- **WHAT TO WORK ON**: Run through the records and, wherever a line holds the word "mounted", return that line.

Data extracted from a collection
□ □ □ □ □ □ □
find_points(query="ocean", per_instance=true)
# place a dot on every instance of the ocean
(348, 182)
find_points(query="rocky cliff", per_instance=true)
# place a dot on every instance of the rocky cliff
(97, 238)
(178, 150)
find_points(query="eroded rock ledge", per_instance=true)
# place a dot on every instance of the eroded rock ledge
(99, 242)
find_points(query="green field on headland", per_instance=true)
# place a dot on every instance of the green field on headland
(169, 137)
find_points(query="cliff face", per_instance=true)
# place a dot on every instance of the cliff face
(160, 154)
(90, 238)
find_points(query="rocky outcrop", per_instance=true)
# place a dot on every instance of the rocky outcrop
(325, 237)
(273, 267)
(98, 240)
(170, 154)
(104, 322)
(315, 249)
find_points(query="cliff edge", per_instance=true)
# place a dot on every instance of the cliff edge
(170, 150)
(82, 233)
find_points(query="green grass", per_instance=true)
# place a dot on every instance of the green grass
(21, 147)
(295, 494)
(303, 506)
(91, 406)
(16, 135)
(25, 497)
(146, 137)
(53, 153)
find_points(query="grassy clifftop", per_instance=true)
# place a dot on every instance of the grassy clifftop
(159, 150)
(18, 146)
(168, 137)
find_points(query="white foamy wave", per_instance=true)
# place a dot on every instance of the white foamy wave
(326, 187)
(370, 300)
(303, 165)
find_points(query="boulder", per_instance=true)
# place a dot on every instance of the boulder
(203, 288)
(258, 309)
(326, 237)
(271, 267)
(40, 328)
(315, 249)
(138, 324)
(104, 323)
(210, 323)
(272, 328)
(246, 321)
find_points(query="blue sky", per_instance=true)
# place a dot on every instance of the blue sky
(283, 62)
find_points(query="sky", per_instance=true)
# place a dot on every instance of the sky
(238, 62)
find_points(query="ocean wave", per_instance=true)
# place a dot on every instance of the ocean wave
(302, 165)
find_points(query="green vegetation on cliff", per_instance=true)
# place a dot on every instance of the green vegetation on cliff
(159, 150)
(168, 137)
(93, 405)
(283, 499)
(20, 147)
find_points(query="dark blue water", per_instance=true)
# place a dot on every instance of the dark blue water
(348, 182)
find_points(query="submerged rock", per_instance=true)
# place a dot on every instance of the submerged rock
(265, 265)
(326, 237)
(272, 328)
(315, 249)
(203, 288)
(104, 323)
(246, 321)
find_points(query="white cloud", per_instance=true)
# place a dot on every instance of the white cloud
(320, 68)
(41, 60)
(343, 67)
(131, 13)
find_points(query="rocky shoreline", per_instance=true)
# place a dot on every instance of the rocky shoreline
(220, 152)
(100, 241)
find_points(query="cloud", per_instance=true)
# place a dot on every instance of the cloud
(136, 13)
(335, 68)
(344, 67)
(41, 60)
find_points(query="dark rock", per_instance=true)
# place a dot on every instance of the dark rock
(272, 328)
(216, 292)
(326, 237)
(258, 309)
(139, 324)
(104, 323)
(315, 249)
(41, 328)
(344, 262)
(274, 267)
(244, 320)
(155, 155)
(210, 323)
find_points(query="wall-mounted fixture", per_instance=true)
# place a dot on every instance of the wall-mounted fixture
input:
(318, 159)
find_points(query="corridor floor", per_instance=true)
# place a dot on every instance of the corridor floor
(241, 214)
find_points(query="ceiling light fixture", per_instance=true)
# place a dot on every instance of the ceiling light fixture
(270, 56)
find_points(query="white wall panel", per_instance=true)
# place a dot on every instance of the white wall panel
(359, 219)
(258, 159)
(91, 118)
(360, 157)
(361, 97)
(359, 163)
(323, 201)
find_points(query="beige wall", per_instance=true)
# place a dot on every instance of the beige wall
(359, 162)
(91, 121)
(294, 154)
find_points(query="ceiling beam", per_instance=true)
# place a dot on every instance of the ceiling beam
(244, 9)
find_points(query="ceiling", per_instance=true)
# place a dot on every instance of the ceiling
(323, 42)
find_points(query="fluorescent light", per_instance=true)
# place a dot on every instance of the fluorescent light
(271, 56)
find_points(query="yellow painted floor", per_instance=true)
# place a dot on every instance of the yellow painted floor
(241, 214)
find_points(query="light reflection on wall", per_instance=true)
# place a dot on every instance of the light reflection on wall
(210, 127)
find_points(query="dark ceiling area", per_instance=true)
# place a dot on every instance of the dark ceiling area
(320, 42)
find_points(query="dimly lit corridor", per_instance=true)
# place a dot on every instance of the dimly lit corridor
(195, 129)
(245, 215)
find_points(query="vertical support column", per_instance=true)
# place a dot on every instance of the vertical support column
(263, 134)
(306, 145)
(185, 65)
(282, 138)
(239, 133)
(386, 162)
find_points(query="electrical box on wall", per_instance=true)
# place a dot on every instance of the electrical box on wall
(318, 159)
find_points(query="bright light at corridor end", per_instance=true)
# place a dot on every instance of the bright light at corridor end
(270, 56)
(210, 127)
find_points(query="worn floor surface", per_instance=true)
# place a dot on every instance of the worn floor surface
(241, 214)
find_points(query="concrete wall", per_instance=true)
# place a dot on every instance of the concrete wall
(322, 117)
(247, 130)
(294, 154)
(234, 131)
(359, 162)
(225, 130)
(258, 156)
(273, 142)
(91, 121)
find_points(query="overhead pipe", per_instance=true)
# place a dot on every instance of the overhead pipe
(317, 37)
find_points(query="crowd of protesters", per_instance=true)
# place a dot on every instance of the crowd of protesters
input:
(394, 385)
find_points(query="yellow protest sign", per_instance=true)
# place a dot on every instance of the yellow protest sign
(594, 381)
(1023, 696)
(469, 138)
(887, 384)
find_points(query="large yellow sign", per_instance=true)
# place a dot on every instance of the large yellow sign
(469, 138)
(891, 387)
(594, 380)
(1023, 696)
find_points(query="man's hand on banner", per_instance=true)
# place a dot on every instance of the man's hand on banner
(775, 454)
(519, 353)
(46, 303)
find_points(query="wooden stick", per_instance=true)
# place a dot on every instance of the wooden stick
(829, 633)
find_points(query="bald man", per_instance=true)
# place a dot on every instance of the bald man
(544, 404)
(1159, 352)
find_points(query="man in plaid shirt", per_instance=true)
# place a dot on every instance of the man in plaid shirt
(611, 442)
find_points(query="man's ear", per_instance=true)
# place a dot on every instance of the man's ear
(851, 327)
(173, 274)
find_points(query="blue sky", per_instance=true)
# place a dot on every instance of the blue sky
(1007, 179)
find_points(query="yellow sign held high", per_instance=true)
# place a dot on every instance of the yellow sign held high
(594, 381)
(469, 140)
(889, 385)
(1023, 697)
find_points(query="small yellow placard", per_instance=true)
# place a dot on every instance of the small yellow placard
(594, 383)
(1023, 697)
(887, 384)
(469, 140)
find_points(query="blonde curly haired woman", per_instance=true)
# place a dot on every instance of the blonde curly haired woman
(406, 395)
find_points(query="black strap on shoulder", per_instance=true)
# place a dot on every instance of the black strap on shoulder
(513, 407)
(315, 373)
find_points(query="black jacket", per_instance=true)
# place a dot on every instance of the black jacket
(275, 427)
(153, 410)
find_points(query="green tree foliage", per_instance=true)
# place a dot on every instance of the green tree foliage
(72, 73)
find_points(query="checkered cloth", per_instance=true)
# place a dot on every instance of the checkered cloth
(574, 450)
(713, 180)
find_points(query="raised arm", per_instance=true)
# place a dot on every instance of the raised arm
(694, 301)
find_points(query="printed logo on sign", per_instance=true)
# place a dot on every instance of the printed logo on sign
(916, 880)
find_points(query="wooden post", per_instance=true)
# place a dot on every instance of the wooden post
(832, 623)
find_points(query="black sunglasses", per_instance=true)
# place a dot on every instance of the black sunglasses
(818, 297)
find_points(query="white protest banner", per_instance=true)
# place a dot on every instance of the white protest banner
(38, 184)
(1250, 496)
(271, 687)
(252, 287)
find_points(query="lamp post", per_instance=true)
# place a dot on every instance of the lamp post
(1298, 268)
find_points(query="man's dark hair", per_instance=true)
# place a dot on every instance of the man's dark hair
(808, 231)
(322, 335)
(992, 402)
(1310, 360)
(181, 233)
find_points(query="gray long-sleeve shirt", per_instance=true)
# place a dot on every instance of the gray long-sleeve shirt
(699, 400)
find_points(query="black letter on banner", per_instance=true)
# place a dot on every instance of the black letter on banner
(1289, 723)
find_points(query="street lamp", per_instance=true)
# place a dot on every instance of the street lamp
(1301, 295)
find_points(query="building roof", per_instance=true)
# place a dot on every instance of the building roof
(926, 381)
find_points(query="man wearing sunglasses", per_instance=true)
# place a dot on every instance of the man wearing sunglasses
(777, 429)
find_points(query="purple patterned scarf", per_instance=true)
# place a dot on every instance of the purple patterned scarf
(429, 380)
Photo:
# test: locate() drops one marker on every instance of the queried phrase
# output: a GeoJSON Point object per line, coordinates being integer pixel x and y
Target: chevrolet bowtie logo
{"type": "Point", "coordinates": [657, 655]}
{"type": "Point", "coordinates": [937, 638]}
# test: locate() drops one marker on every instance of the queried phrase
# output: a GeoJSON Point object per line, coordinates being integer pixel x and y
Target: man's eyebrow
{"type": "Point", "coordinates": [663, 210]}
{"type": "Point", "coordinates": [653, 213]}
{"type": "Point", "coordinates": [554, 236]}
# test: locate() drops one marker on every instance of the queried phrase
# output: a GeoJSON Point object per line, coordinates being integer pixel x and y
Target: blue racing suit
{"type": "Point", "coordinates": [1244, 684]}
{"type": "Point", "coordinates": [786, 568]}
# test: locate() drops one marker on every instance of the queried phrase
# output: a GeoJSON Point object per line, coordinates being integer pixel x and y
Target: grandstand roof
□ □ □ □ □ □ □
- **COMPLETED EXERCISE**:
find_points(query="wall-mounted fixture", per_instance=true)
# place a dot on every instance of the wall-mounted fixture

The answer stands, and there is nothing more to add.